■ Required task: Please reproduce every row below in full, requests included, and offset each coordinate in the answer points by 51. The sample points inside the requests stay as they are.

[Entries from a point annotation set]
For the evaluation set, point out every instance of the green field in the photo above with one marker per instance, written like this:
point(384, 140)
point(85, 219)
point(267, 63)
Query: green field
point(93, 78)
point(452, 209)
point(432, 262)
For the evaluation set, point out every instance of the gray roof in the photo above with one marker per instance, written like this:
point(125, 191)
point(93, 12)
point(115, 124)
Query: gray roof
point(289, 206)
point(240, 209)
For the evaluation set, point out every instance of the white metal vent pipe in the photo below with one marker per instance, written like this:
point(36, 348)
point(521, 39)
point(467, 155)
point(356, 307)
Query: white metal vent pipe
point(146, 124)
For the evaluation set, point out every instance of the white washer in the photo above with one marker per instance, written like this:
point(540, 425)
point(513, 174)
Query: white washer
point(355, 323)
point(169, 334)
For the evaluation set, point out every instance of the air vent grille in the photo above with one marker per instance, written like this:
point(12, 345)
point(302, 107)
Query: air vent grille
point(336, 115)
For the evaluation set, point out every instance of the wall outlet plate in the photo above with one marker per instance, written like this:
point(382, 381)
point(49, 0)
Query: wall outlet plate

■ Answer to this problem:
For the evaluation set, point out every instance of the green field in the photo above with one marker per instance, written like this:
point(384, 140)
point(85, 219)
point(267, 63)
Query: green field
point(144, 129)
point(503, 260)
point(483, 313)
For the evaluation set, point out every instance of the gray roof in the photo above with one marker per instance, written like this:
point(125, 191)
point(93, 12)
point(115, 124)
Query: gray roof
point(340, 257)
point(291, 260)
For the evaluation set, point out every instance of the white metal vent pipe in the photo below with one marker per instance, written like this:
point(36, 348)
point(521, 39)
point(467, 155)
point(356, 307)
Query: white metal vent pipe
point(197, 175)
For the evaluation set, point out every instance of the white washer in the photo above with one marker per instance, written like this:
point(540, 425)
point(513, 174)
Query: white washer
point(406, 374)
point(220, 385)
For the evaluation set, point out every instance of the air vent grille in the photo above with one marker per instance, written like this:
point(12, 345)
point(302, 107)
Query: air vent grille
point(387, 166)
For the evaluation set, point out every instance of the wall outlet plate in the photo above with one marker per instance, written like this:
point(382, 381)
point(49, 0)
Query: wall outlet plate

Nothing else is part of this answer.